给定指令 a → 请逐字复述清单中的若干行，从包含“Target: clear blue sky”的那一行开始，一直到清单的最后一行，首尾两行都要包括在内。

1、scroll及其步骤简单说明
如果一次性要查出来比如10万条数据,那么性能会很差,此时一般会采取用scroll滚动查询,一批一批的查,直到所有数据都查询完为止。
1)scroll搜索会在第一次搜索的时候,保存一个当时的视图快照,之后只会基于该旧的视图快照提供数据搜索,如果这个期间数据变更,是不会让用户看到的。
2)采用基于_doc(不使用_score)进行排序的方式,性能较高。(默认是基于_score的相关度由高到低排序查询)。
3)每次发送scroll请求,我们还需指定一个scoll参数,指定一个时间窗口,每次搜索请求只要在这个时间窗口内能完成就可以了。

给定指令 b → 根据原文段落，scroll搜索在第一次搜索的时候会保存什么？

清单 →
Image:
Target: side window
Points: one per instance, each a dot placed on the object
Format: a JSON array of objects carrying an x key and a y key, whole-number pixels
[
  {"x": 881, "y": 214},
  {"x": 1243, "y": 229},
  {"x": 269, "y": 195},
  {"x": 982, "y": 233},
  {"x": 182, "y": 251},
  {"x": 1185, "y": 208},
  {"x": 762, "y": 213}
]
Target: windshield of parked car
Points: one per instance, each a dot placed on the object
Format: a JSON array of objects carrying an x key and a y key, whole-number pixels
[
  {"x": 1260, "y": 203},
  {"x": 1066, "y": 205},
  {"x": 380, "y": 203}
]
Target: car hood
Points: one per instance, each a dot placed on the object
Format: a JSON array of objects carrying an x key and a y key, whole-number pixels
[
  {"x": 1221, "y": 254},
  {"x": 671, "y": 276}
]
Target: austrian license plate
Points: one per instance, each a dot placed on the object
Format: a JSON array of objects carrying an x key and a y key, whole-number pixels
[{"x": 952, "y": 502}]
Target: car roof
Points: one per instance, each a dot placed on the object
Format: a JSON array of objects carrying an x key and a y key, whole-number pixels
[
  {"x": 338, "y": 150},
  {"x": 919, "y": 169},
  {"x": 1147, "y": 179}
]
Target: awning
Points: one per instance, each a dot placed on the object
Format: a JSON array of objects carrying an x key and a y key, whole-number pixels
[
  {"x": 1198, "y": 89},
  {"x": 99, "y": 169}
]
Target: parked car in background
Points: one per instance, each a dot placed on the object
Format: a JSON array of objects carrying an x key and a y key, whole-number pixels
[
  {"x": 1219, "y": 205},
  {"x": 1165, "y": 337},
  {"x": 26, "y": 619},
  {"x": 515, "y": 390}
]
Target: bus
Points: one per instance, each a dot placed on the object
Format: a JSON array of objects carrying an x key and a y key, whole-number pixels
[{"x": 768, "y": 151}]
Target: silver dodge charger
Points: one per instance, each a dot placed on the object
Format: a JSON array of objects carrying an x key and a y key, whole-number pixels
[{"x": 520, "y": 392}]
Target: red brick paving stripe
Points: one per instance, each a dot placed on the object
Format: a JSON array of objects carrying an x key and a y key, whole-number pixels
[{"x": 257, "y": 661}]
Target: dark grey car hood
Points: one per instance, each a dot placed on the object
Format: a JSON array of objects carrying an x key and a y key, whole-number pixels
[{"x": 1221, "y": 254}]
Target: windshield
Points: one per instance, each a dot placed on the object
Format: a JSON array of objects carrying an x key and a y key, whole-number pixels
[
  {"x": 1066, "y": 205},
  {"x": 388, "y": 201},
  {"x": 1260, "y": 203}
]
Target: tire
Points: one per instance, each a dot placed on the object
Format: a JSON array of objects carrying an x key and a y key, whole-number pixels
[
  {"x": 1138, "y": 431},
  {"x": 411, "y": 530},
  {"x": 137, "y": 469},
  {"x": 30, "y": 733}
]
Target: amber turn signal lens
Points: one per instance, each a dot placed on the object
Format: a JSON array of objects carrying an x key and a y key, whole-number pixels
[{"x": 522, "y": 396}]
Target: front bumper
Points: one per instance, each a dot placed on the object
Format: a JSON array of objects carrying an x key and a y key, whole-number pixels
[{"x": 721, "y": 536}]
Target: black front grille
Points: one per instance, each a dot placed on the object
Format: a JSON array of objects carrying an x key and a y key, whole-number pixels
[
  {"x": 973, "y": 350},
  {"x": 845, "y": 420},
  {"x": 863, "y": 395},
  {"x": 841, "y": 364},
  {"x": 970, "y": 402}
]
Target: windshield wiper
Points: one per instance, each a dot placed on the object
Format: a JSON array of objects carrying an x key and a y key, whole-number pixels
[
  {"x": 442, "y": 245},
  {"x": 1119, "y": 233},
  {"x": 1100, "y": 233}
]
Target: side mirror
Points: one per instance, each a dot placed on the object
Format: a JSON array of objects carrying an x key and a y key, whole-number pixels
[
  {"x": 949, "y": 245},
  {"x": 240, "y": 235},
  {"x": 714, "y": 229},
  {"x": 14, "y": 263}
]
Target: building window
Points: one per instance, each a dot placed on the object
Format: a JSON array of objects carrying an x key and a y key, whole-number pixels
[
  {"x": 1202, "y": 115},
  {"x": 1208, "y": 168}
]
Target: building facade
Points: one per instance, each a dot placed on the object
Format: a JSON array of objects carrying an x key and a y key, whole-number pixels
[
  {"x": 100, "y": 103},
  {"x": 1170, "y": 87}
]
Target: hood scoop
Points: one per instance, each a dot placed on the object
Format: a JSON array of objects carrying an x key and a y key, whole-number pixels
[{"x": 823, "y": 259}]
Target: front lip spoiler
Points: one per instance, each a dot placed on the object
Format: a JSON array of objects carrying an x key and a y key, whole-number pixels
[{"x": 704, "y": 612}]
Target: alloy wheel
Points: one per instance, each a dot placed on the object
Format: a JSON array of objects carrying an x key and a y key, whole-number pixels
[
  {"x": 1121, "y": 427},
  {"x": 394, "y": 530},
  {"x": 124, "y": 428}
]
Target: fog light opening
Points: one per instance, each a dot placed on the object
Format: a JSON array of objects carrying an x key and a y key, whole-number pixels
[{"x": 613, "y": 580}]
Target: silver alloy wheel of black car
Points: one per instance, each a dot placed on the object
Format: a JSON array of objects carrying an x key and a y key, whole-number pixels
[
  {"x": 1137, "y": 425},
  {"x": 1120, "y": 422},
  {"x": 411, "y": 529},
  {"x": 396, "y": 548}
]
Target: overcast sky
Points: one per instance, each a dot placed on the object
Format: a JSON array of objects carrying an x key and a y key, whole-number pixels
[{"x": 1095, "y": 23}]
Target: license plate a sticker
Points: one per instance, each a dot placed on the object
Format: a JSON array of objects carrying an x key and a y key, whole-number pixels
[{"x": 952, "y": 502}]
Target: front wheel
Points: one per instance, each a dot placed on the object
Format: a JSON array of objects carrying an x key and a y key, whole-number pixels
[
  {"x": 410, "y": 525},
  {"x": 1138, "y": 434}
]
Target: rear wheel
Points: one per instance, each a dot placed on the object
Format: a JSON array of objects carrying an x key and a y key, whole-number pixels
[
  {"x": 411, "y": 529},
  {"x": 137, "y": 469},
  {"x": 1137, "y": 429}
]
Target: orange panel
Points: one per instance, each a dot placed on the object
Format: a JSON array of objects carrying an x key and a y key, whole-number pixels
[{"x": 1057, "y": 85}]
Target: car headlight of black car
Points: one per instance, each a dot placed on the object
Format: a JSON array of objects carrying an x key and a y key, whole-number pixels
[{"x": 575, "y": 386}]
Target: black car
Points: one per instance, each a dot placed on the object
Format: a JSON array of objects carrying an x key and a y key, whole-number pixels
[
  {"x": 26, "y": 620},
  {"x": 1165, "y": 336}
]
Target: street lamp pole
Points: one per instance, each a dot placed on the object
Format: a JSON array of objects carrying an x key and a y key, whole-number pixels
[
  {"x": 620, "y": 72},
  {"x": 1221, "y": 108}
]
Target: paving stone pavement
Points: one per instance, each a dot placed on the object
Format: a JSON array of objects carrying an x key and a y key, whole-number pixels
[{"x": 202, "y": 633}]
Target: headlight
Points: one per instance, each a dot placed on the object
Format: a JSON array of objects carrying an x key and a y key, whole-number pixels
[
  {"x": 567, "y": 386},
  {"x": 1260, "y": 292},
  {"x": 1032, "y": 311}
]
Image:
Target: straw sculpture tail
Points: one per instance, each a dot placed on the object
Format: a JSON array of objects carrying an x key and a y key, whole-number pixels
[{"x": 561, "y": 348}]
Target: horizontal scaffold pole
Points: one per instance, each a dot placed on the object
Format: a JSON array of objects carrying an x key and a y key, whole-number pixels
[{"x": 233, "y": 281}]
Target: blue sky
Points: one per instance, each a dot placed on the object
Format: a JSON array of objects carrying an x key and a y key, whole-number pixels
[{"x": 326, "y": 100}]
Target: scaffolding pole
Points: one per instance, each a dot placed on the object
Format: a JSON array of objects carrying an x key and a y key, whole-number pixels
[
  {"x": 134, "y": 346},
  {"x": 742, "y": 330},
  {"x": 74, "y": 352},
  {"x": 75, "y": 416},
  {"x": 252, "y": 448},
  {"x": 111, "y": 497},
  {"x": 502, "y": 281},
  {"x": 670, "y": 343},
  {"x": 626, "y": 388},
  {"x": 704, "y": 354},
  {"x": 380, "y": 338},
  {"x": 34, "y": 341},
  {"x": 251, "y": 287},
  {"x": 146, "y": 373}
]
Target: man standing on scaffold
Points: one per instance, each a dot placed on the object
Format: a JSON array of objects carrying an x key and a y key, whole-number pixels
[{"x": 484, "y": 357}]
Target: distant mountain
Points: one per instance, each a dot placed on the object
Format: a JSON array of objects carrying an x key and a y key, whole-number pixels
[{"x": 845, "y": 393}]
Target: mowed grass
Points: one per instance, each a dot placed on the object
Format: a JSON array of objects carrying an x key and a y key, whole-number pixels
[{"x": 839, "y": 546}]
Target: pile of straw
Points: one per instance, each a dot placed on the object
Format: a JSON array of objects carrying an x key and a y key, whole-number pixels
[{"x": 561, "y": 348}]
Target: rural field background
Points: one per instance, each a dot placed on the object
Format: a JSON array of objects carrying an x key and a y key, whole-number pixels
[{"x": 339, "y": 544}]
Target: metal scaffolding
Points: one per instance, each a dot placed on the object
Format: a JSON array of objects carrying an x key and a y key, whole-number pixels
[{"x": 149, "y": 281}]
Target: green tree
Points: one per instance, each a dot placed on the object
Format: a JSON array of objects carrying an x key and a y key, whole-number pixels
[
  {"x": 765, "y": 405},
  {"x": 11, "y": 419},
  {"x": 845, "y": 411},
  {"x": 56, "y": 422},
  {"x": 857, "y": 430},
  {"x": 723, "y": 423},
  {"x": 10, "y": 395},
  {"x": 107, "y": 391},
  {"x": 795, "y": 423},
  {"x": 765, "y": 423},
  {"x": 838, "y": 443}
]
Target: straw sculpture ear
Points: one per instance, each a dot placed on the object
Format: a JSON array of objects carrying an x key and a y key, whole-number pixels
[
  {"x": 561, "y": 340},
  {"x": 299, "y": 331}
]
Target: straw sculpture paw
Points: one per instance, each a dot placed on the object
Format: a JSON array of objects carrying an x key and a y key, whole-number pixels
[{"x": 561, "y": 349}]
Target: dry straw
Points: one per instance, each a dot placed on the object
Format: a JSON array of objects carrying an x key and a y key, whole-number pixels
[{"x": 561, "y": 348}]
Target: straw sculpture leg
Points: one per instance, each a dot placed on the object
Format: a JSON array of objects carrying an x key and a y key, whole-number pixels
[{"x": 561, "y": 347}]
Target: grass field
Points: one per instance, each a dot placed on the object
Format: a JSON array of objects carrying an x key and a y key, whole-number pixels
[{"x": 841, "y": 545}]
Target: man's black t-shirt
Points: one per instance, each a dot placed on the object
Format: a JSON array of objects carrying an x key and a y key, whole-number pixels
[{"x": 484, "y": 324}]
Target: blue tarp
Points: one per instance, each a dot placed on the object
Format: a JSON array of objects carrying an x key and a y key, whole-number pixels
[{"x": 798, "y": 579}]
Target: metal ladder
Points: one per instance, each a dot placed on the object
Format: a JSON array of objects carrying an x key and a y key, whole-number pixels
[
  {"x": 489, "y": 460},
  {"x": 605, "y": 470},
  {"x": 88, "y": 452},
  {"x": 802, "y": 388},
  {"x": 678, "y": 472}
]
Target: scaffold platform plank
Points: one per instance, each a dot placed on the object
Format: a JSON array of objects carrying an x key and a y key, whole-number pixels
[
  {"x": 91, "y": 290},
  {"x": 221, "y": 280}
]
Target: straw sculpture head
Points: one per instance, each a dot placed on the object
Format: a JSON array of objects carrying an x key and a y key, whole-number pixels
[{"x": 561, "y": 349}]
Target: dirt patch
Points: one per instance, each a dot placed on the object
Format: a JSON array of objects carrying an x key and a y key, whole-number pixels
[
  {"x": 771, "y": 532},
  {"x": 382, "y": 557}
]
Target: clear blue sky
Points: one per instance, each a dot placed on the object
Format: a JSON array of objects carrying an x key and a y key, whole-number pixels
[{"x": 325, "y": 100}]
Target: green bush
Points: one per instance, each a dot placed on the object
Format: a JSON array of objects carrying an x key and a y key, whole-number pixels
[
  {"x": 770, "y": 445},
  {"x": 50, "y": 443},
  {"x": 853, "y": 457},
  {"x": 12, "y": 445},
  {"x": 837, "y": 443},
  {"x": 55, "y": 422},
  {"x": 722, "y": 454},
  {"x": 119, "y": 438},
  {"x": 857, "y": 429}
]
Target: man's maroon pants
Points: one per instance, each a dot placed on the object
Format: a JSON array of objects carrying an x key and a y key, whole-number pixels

预期输出 a →
Target: clear blue sky
Points: one per instance, each a dot placed on the object
Format: a JSON array of objects carrying an x key and a y key, whole-number pixels
[{"x": 325, "y": 100}]
Target: green bush
Points: one per instance, each a dot placed on the object
Format: a JSON array of objects carrying an x key and a y key, whole-number pixels
[
  {"x": 770, "y": 445},
  {"x": 50, "y": 443},
  {"x": 853, "y": 457},
  {"x": 12, "y": 445},
  {"x": 837, "y": 443},
  {"x": 55, "y": 422},
  {"x": 722, "y": 454},
  {"x": 119, "y": 438},
  {"x": 857, "y": 429}
]
Target: man's maroon pants
Points: one per instance, each a dot placed on the object
Format: a JSON array of objects carrying an x key and a y key, whole-number pixels

预期输出 b → 一个当时的视图快照。